You write, “But is it not tradition by which they determine just what constitutes the Bible? Nothing in the Bible defines just what is inside or outside of it; that determination is by church tradition.” I have no idea what you’re getting at here. The Bible itself tells us the Bible itself is sufficient in 2 Tim. 3:16-17 where Scripture thoroughly equips the believer for every good work. Jesus relies solely upon Scripture to ward off the temptations of Satan in a powerful lesson that the Word of God is independently sufficient. We do not live on bread alone, but by ever word that proceeds from the Father, words recorded in Scripture. Both the prophecies and the evidence given for their fulfillment are contained within Scripture. Examples can go on for pages. However, the Bible deals differently with the problem of tradition trumping doctrine when the scribes and Pharisees come whining to Jesus about His disciples transgressing the tradition of the elders, in which case Jesus replies by questioning them why they transgress the commandment of God because of their tradition (Matt. 15:1-3).

Your bottom line that the only evidence of pure doctrine is pure conduct is problematic on two fronts. First, as I have already pointed out, Jesus Himself acknowledges the pure doctrine of the Pharisees, but the hypocrisy of their conduct in ignoring it. Secondly, doctrine dictates conduct, not the other way around. What does it mean to call conduct pure in the absence of a doctrine declaring it as such? Where doctrines differ, so does conduct. This brings us back to the fact that yes, both Christianity and Islam have murdered apostates. Ideal Christian doctrine was violated in these cases with bad conduct whereas ideal Islamic doctrine from the pages of its sacred texts provides the very justification for doing so.

10/01/2010 1:15 PM  
Blogger Peter Attwood said...

This is what I said:

"If we define pure Islam as including the hadith, first of Bukhari and then others less reliable, and then the opinions of various schools of jurisprudence, then pure Christianity is the Bible plus tradition of various kinds, notably the creeds, but also the post-apostolic fathers and so forth."
= = = = =
§ Task list
- A) Give the blog exchange again between "Your bottom line" and "for doing so.", inclusive, swapping "conduct" for "behavior".
- B) Answer these questions about the blog exchange:
(i) Which passage does the writer cite for the Bible saying that Scripture is sufficient?
(ii) Which passage records Jesus answering the scribes and Pharisees about the tradition of the elders?
(iii) In Peter Attwood's quoted statement, whose hadith is named first?
- C) Explain why the writer of the blog exchange says the claim that pure conduct is the only evidence of pure doctrine is problematic.
The material that comes next is separate from the blog exchange.

§ Collected data
= = = = =
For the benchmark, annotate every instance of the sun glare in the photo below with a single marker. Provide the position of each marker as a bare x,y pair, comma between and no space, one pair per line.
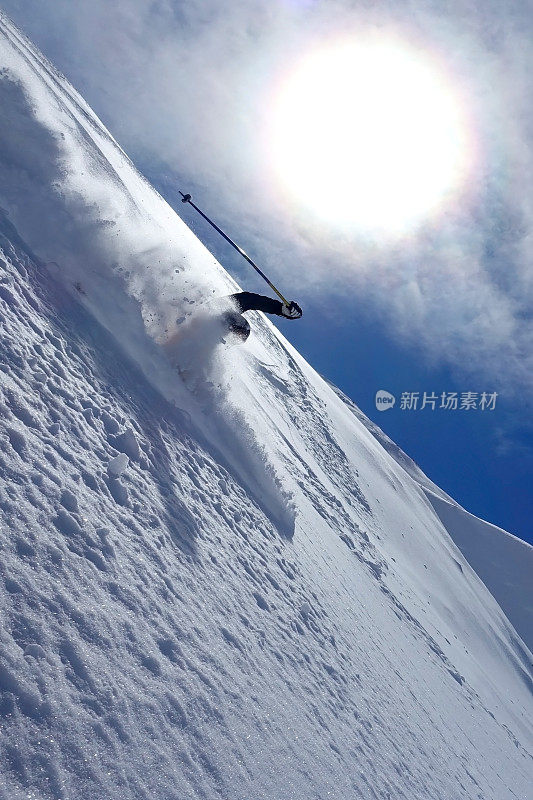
369,135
= = = = =
§ Answers to each task
- A)
Your bottom line that the only evidence of pure doctrine is pure behavior is problematic on two fronts. First, as I have already pointed out, Jesus Himself acknowledges the pure doctrine of the Pharisees, but the hypocrisy of their behavior in ignoring it. Secondly, doctrine dictates behavior, not the other way around. What does it mean to call behavior pure in the absence of a doctrine declaring it as such? Where doctrines differ, so does behavior. This brings us back to the fact that yes, both Christianity and Islam have murdered apostates. Ideal Christian doctrine was violated in these cases with bad behavior whereas ideal Islamic doctrine from the pages of its sacred texts provides the very justification for doing so.

- B)
(i) 2 Tim. 3:16-17
(ii) Matt. 15:1-3
(iii) Bukhari's

- C) First, Jesus acknowledges the pure doctrine of the Pharisees while recognizing that their conduct hypocritically ignores it. Second, doctrine dictates conduct rather than the other way around, so conduct cannot be called pure without a doctrine that declares it so.